* [Provided material]:

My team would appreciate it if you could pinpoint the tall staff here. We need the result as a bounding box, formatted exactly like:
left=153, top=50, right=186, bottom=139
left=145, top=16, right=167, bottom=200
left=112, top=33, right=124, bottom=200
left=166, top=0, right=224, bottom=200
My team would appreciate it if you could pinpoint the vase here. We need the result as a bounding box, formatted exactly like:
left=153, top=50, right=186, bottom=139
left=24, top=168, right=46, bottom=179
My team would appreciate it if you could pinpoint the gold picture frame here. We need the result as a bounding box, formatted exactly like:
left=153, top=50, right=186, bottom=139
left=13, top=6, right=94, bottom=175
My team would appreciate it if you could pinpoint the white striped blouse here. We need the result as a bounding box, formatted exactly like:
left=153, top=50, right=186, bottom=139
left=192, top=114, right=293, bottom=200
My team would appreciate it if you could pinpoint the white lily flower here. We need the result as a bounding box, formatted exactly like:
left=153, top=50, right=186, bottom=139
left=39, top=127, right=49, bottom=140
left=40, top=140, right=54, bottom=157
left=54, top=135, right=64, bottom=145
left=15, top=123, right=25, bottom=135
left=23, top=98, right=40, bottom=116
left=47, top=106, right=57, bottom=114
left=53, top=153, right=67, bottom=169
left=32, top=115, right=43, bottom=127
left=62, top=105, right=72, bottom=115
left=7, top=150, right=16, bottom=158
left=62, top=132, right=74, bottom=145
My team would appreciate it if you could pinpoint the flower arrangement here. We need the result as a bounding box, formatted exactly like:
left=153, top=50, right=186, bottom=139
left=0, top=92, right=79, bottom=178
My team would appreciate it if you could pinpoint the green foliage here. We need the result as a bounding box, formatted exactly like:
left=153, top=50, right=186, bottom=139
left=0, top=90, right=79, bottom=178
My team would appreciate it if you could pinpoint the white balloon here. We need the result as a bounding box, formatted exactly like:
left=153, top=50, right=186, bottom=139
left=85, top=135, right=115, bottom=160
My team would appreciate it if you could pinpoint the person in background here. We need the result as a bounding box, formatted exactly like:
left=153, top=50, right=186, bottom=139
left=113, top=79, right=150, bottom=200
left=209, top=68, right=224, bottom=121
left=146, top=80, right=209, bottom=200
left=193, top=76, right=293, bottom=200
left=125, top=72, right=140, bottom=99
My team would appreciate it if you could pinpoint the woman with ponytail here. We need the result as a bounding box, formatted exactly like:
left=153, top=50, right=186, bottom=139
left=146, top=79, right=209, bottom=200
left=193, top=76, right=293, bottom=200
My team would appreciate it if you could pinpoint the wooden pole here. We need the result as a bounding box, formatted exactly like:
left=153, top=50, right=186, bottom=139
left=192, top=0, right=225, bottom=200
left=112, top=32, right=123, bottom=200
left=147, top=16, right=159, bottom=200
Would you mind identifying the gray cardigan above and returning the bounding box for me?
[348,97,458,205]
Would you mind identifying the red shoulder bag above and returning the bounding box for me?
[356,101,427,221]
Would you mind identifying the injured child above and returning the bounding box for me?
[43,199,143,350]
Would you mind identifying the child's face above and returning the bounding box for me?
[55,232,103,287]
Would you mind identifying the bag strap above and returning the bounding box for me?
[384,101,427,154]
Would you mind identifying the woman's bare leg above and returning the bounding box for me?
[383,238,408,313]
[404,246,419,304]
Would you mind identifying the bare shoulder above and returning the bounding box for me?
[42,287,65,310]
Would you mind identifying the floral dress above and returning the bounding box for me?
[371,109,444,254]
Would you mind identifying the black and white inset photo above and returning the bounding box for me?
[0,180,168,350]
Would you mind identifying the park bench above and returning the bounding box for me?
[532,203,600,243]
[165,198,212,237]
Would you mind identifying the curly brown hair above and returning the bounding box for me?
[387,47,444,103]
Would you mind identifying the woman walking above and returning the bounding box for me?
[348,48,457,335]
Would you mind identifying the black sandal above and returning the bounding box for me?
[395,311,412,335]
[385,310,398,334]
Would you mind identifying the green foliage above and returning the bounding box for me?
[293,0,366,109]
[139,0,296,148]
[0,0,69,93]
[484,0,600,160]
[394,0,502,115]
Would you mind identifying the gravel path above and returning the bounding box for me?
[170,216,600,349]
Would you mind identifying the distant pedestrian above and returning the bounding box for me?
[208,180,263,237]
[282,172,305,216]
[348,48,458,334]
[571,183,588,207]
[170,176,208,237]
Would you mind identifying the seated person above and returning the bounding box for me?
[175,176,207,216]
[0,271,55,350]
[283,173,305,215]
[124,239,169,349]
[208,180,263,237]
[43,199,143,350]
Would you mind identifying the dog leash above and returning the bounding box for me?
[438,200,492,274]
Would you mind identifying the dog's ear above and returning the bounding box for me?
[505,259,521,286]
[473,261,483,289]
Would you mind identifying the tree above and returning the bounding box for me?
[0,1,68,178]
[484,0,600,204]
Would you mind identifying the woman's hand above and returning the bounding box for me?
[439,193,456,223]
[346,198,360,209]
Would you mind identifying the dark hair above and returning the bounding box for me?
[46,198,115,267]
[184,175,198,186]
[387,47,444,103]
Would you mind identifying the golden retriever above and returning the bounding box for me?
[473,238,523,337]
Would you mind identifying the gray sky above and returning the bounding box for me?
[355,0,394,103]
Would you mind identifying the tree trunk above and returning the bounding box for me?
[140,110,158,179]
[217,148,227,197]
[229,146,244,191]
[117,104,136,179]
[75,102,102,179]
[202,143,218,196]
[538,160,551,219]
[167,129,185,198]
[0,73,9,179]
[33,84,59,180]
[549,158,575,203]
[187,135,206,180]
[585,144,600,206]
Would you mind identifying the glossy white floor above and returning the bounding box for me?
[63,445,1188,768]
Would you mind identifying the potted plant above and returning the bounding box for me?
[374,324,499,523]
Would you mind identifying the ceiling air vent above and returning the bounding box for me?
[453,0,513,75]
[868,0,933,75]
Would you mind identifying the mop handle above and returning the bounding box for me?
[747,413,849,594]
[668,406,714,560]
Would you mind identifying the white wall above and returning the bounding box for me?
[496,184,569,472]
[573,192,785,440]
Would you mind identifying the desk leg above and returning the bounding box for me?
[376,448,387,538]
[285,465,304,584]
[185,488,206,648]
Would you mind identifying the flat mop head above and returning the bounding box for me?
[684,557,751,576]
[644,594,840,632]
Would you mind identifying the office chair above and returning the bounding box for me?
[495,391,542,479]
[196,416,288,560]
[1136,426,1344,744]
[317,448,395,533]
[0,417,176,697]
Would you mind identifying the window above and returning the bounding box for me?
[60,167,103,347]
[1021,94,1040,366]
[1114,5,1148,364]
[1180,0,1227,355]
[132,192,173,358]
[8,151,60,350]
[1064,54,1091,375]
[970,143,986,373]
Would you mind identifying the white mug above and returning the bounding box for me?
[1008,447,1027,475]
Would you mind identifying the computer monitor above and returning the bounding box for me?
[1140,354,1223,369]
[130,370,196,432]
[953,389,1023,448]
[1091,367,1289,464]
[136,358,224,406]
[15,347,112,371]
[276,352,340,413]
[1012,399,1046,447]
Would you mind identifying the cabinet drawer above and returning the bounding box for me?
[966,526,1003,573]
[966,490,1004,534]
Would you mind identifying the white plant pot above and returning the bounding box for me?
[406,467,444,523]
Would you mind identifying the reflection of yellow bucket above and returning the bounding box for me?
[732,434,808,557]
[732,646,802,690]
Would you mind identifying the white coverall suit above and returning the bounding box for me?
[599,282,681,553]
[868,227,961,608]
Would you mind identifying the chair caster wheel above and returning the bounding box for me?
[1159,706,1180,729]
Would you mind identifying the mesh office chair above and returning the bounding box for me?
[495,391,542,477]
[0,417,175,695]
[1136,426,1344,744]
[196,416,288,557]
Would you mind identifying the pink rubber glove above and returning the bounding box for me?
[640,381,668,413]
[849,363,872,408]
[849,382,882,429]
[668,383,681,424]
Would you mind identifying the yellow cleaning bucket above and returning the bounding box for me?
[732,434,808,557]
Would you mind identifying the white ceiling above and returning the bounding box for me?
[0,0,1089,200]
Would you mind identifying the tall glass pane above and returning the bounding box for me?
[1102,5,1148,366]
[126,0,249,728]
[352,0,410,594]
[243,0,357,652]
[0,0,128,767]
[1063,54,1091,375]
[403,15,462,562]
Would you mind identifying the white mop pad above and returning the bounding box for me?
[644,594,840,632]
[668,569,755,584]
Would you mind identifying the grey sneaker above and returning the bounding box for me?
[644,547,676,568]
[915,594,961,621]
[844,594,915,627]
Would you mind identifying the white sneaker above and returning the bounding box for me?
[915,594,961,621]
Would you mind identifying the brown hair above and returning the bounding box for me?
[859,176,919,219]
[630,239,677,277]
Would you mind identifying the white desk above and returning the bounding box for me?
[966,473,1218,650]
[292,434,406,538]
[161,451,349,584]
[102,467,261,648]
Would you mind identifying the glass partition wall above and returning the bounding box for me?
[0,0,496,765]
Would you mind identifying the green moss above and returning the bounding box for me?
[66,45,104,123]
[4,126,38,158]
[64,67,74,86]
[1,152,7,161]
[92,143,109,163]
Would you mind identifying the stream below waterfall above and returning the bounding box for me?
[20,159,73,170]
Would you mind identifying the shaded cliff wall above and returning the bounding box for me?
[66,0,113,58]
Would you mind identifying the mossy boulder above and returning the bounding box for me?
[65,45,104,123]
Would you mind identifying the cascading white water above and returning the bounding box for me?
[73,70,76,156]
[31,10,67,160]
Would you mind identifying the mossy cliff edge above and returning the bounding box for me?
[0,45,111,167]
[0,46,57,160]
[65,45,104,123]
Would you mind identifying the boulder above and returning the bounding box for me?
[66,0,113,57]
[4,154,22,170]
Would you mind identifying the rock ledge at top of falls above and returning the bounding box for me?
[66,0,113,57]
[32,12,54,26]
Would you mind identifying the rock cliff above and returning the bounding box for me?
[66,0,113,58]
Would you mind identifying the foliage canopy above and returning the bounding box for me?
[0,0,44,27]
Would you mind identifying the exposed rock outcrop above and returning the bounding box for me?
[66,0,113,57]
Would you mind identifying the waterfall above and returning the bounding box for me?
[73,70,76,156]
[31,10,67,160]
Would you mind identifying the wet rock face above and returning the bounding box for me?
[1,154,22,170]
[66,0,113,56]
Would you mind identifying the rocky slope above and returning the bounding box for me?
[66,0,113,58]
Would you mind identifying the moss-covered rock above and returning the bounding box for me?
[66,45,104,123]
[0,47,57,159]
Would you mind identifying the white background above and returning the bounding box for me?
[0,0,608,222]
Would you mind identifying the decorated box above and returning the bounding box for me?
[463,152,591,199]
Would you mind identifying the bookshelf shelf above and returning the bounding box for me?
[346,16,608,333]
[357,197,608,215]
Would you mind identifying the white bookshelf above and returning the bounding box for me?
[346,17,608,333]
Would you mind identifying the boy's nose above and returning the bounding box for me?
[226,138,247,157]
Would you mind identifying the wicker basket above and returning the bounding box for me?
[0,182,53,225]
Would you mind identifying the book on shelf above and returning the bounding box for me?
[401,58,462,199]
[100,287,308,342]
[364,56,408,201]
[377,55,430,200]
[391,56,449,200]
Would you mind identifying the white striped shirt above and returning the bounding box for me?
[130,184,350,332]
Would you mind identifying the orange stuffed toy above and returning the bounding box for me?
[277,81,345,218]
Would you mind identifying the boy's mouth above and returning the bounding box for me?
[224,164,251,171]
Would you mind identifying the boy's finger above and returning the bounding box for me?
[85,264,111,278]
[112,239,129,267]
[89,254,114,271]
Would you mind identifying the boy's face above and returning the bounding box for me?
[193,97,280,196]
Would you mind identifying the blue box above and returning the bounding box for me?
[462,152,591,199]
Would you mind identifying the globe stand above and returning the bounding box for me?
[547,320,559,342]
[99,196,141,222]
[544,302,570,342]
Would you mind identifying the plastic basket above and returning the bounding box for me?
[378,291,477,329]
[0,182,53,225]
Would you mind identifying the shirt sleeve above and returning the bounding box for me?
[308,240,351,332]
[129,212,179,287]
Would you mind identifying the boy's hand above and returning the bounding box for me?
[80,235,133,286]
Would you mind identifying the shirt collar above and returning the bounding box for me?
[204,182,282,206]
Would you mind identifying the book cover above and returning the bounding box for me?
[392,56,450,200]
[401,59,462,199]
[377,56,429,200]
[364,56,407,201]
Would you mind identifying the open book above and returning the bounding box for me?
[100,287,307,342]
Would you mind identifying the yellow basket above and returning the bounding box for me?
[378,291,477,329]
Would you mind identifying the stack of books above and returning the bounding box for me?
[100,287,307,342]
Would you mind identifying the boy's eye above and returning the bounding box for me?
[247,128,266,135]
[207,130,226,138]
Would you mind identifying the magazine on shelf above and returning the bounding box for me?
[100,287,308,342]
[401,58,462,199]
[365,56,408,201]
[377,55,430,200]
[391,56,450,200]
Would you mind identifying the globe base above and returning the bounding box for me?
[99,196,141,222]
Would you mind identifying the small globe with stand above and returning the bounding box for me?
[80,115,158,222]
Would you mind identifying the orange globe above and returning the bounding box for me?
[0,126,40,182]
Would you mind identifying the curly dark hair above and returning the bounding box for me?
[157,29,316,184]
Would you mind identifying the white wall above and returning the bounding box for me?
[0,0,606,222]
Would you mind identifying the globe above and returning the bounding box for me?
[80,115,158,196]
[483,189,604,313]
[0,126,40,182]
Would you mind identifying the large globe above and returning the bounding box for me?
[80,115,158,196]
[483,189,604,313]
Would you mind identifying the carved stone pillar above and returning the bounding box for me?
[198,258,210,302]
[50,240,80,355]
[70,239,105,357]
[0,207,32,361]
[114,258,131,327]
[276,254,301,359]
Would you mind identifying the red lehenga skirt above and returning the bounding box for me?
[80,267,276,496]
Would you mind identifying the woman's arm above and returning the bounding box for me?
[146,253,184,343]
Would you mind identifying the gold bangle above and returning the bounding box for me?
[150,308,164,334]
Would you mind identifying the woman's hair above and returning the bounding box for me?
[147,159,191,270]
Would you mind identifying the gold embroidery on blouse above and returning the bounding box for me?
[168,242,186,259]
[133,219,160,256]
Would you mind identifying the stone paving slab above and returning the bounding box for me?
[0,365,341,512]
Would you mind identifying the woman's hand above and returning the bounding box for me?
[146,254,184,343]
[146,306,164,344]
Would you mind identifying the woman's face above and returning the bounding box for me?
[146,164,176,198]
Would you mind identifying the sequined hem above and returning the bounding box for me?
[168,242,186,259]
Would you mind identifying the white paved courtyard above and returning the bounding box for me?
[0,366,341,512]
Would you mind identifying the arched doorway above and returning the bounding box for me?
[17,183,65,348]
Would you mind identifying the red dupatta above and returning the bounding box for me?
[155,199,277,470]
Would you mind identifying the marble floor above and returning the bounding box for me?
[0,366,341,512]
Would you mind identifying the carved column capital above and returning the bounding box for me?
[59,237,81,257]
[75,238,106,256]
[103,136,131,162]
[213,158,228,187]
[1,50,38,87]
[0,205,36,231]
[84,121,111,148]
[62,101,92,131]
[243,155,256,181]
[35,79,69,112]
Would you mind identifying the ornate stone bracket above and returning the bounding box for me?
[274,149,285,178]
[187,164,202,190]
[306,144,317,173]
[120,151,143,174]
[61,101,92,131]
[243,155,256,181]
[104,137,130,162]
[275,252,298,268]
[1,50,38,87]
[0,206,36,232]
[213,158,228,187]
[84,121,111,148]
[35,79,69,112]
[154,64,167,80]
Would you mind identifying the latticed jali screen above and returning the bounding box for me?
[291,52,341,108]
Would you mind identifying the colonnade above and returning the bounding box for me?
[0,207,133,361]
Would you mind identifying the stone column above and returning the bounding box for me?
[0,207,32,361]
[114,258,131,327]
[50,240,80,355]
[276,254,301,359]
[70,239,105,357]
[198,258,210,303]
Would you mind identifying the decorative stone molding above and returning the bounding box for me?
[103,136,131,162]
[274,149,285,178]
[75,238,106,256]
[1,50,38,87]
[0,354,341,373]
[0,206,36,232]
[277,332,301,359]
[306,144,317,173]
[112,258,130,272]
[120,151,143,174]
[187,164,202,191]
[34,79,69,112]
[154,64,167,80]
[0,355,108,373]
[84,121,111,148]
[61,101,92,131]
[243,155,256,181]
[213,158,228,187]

* [Problem to work on]: Print the lines of the material from the one containing "Would you mind identifying the wicker" through the one containing "[277,81,345,218]", both included, reproducing each line character for character.

* [Full solution]:
Would you mind identifying the wicker basket above and returning the bounding box for me?
[0,182,53,225]
Would you mind identifying the book on shelf above and returning the bounding box for me?
[401,58,462,199]
[100,287,308,342]
[364,56,408,201]
[377,55,430,200]
[391,56,449,200]
Would you mind identifying the white striped shirt above and returning the bounding box for me?
[130,184,350,332]
Would you mind identifying the orange stuffed toy above and returning the bounding box for me?
[277,81,345,218]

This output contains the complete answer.